Suivre le comportement des poissons, c’est une 2ème nature chez Thomas Claverie, puisqu’il a étudié pendant 3 ans la biologie de la galathée, un crustacé, dans une station marine écossaise après avoir décroché son doctorat à l’université de Londres. Ensuite il a réalisé un post-doctorat de trois ans et demi à l’université de Californie Berkeley et l’université du Massachusetts Amherst aux États-Unis où il a étudié l’évolution des mouvements rapides chez la mante de mer
Evoquant les deux grands chantiers de la planète, « le réchauffement climatique et l’impact anthropique direct par l’activité humaine en matière de pêche ou de pollution », et « le risque lié d’extinction de l’espèce humaine » sur le mode « Il faut que tu respires » de Mickey 3D, Thomas Claverie mettait en garde : « Les 5 crises majeures de notre planète ont vu la disparition de 50 à 85% de la vie à chaque fois, en lien avec un réchauffement climatique, nous en sommes à la 6ème».
A l’heure où les découvertes se multiplient, dont celle en 2015 de la présence d’une forêt tropicale au pôle Nord, la catastrophe est déjà bien engagée selon lui, « nous sommes dans le rouge », qui se traduit notamment par la migration d’espèces à grande échelle, dont les moustiques transmetteurs de maladies, « et par le blanchiment des coraux en Australie », moins à Mayotte, « on ne sait pas encore pourquoi ».
Peu de requins dans le lagon
Justement, pour observer les changements, comprendre à quelle vitesse ils s’opèrent, le chercheur va s’atteler à l’observation du corail et des poissons. Une vidéo tournée à Majicavo Koropa traduirait l’envasement des coraux par les sédiments déposés par les pluies.

____________________

CONSIGNES:
1 - Énumérez toutes les universités nommées dans le texte sur Thomas Claverie.
2 - D'après le texte sur Thomas Claverie, quelle part de la vie a disparu lors de chacune des 5 crises majeures de la planète ?
3 - Poursuivez le texte sur Thomas Claverie à la suite de sa dernière phrase.

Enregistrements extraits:
____________________

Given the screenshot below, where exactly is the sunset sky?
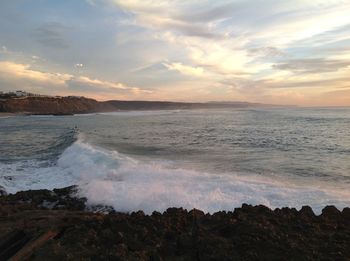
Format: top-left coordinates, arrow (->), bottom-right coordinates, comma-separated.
0,0 -> 350,106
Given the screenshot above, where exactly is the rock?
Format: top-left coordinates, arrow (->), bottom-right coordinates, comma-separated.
299,206 -> 315,218
321,206 -> 341,218
0,187 -> 350,260
0,186 -> 7,197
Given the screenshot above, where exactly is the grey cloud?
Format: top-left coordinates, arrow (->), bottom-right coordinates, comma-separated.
257,77 -> 350,89
174,3 -> 234,22
33,22 -> 69,49
272,58 -> 350,74
162,21 -> 223,39
248,46 -> 287,58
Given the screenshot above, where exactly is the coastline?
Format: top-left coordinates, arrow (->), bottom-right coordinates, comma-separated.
0,112 -> 16,118
0,186 -> 350,260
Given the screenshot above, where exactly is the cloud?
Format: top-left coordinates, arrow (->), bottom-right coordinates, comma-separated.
163,63 -> 204,77
33,22 -> 69,49
0,61 -> 152,97
0,61 -> 73,85
273,58 -> 350,74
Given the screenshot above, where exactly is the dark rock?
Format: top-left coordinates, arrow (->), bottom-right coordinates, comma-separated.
299,206 -> 315,218
0,187 -> 350,260
321,206 -> 340,218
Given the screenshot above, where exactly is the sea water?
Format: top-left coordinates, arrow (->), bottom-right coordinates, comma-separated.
0,108 -> 350,213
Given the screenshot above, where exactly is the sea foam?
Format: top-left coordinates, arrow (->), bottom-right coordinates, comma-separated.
0,137 -> 350,213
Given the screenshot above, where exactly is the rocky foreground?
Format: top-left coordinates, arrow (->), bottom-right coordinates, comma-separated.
0,187 -> 350,260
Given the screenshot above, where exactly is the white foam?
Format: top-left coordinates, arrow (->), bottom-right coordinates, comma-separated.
0,136 -> 350,213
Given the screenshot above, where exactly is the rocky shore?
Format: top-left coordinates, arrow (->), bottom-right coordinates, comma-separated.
0,187 -> 350,260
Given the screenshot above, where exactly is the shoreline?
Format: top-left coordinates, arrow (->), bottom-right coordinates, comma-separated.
0,186 -> 350,260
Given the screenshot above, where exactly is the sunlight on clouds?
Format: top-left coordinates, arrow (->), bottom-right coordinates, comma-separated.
0,61 -> 73,85
163,63 -> 204,77
0,0 -> 350,105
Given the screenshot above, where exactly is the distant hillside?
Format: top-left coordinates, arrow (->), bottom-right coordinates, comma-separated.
0,96 -> 280,115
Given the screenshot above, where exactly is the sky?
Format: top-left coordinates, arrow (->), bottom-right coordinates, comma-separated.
0,0 -> 350,106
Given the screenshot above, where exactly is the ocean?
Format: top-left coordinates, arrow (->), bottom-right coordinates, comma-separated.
0,108 -> 350,213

____________________

RÉSULTATS PAR TÂCHE:
1 -
- Université de Londres
- Université de Californie Berkeley
- Université du Massachusetts Amherst

2 - De 50 à 85 % de la vie à chaque fois.

3 -
Mais il faut filmer sur de longues périodes, et dans les profondeurs, analyser, comparer. Pour arriver à un meilleur résultat qu’avec de simples plongeurs, le recours à un robot s’est vite imposé. Le système de stéréovision a été utilisé, « notamment pour quantifier les requins dans le lagon de Mayotte, il y en a vraiment très peu ! »
Pour analyser les images, les chercheurs ont conçu des algorithmes de reconnaissance automatique, une sorte de reconnaissance au faciès, qui ont permis de traiter les 13 Teraoctets de vidéo, et d’en dégager 230.000 photos de poissons, « avec un taux de reconnaissance de 95% ». Ils ont répertorié 60 espèces, « avec un objectif de 500 en 2018, et l’intention de mettre en place une appli de reconnaissance Whols. En apposant la photo prise par un plongeur, le nom apparaitra immédiatement ».
Robot baladeur
Se pose la question du robot idéal, « sans un câble qui s’accroche partout et qui tire le robot lorsqu’il y a du courant », mais il n’existe pas de drones sous marins. Seul le ROV (Remotely Operated Vehicle), un robot téléguidé, permet de se maintenir au dessus du tombant, mais le mode manuel s’avère compliqué pour garder une altitude constante de 1,50m du fond, il va donc falloir opter pour l’automatisme complet.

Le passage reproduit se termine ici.